AIM: Copy out the entries below word for word, starting at the line containing "Scouting task: drop one point on every instance of the two-story" and continuing through the end of the entries, both ends included.

THE INPUT:
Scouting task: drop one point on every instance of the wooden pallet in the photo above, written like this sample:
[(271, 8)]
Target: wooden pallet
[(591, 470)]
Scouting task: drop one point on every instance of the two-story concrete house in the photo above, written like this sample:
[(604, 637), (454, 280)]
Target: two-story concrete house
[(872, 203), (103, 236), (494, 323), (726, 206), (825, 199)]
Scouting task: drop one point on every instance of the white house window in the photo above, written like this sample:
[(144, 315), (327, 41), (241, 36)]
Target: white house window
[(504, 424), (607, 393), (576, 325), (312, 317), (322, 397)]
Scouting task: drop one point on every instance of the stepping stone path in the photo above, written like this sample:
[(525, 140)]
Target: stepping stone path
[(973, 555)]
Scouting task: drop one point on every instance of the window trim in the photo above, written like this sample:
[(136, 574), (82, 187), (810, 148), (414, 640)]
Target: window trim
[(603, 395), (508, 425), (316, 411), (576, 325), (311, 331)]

EXERCISE RESULT:
Scouting task: drop one point on every instance of the two-story concrete house in the photo above, written like this sample:
[(604, 637), (454, 280)]
Target: two-story concrete house
[(872, 203), (103, 236), (494, 323), (726, 206), (825, 199)]
Scouting task: drop one point on every instance of the white house window in the photo above, written like this sample:
[(144, 315), (327, 41), (241, 36)]
Target: white house window
[(504, 424), (607, 393), (576, 325), (312, 317), (322, 397)]
Scouting task: drop one point on every instance of the stepping stone path in the photo above, written like this sample:
[(525, 140)]
Target: stepping stone path
[(973, 555)]
Scouting task: drop one point on every instance of the window trim in the photo above, written like this sample:
[(136, 574), (82, 187), (810, 148), (414, 640)]
Target: window trim
[(603, 395), (508, 425), (316, 411), (576, 325), (311, 331)]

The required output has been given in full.